● DIRECTIONS: It is required that all of the data be written out exactly.

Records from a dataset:
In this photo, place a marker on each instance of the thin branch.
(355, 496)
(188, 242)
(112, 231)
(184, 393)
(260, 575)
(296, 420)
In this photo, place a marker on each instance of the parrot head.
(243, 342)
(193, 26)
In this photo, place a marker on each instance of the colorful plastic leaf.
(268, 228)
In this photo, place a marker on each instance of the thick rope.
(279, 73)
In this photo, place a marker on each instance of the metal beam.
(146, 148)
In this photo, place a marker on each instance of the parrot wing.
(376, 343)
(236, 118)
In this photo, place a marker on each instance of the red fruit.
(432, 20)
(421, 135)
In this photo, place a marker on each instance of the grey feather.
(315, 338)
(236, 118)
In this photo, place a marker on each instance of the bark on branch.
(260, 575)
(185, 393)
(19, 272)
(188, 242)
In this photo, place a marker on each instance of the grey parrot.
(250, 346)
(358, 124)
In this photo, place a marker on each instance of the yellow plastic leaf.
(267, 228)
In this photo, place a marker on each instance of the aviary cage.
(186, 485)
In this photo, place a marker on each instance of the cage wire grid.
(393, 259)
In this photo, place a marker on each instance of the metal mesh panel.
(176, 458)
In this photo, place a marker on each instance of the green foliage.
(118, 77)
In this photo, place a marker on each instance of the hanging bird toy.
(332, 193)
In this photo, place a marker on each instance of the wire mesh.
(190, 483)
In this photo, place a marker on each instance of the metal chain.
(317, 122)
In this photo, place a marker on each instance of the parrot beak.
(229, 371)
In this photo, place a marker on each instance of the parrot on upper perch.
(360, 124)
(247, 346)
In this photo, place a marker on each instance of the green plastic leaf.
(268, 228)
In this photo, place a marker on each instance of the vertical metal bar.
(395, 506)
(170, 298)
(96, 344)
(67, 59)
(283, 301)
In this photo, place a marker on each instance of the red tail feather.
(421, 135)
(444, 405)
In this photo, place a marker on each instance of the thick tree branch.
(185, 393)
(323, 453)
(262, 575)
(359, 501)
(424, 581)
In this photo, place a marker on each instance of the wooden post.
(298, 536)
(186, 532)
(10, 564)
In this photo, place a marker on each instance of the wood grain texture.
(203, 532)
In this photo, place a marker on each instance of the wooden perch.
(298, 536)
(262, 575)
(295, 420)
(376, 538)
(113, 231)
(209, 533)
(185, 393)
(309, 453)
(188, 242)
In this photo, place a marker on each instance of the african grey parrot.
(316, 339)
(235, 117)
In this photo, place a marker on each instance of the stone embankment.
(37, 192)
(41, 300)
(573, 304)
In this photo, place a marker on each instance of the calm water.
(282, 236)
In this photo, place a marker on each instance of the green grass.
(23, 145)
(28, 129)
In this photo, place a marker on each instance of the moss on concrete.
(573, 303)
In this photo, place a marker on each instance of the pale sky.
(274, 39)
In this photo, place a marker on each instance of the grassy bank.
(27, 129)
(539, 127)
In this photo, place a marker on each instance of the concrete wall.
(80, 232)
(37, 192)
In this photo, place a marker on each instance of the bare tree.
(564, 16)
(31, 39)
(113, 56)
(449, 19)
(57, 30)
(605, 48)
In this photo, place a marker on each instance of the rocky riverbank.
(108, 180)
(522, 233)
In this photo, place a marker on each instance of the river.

● ANSWER AREA:
In this photo, place a marker on each instance of the thin branch.
(355, 496)
(188, 242)
(112, 231)
(184, 393)
(260, 575)
(296, 420)
In this photo, place a marker on each instance of the parrot head.
(243, 342)
(193, 26)
In this photo, place a marker on each instance of the colorful plastic leaf.
(268, 228)
In this photo, place a marker on each instance of the thick rope.
(279, 73)
In this photo, place a marker on each instance of the metal beam.
(146, 148)
In this photo, place a marker on each instance of the parrot wing.
(376, 343)
(236, 118)
In this photo, place a marker on each instance of the red fruit.
(432, 20)
(421, 135)
In this photo, place a marker on each instance of the grey feather.
(315, 338)
(236, 118)
In this photo, place a marker on each instance of the bark on branch.
(260, 575)
(185, 393)
(19, 272)
(188, 242)
In this photo, place a marker on each instance of the grey parrot.
(250, 346)
(358, 124)
In this photo, place a marker on each instance of the yellow plastic leaf.
(267, 228)
In this photo, place a marker on each instance of the aviary cage.
(186, 485)
In this photo, place a marker on each instance of the cage wire grid.
(393, 259)
In this photo, place a marker on each instance of the metal mesh panel.
(176, 458)
In this photo, place a marker on each instance of the green foliage.
(118, 77)
In this photo, place a marker on each instance of the hanging bird toy.
(332, 193)
In this photo, place a marker on each instance of the wire mesh.
(190, 483)
In this photo, place a marker on each instance of the metal chain.
(317, 122)
In this photo, place a marker on each instance of the parrot beak.
(229, 371)
In this photo, place a marker on each instance of the parrot on upper perch.
(360, 124)
(247, 346)
In this photo, place a marker on each instance of the green plastic leaf.
(268, 228)
In this photo, place a marker on each instance of the vertical metal bar.
(395, 506)
(170, 298)
(96, 344)
(67, 59)
(283, 301)
In this photo, place a marker on each instance of the red tail feather.
(421, 135)
(444, 405)
In this photo, place a marker on each instance of the thick tree branch.
(185, 393)
(323, 453)
(262, 575)
(359, 501)
(424, 581)
In this photo, place a marker on each instance of the wooden post.
(298, 536)
(186, 532)
(10, 564)
In this photo, place a marker on each instance of the wood grain texture.
(203, 532)
In this photo, place a marker on each instance of the wooden perch.
(298, 536)
(262, 575)
(295, 420)
(376, 538)
(113, 231)
(209, 533)
(185, 393)
(309, 453)
(188, 242)
In this photo, place a marker on each instance of the african grey parrot.
(316, 339)
(235, 117)
In this photo, place a marker on each instance of the stone embankment.
(37, 192)
(41, 300)
(573, 304)
In this photo, place a marker on each instance of the calm water.
(282, 236)
In this photo, place a marker on each instance of the green grass.
(23, 145)
(28, 129)
In this photo, place a marker on each instance of the moss on concrete.
(573, 303)
In this photo, place a marker on each instance of the pale sky.
(274, 39)
In this photo, place a marker on each instance of the grassy bank.
(27, 129)
(539, 127)
In this photo, place a marker on each instance of the concrete wall.
(80, 232)
(37, 192)
In this photo, place a marker on each instance of the bare tree.
(564, 16)
(31, 39)
(113, 56)
(449, 19)
(57, 30)
(605, 48)
In this photo, place a marker on each instance of the rocky riverbank.
(108, 180)
(522, 233)
In this photo, place a marker on each instance of the river.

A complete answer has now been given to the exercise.